Your assignment: Return only those lines of the records below in which "backpack" appears.
----- Listed records -----
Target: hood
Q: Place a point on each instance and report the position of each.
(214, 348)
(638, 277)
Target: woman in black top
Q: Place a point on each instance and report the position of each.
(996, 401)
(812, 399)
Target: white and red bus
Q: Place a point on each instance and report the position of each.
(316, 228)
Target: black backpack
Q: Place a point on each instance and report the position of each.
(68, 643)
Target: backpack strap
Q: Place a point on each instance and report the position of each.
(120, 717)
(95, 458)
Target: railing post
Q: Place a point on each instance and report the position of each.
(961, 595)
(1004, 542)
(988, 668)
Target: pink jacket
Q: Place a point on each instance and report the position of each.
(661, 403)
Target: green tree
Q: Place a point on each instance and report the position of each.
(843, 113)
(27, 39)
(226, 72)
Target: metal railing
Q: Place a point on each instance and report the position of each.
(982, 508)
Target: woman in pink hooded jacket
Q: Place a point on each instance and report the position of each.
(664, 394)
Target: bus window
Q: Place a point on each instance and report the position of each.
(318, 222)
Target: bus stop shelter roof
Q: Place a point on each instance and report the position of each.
-----
Exercise answer:
Target: black backpack
Target: backpack strap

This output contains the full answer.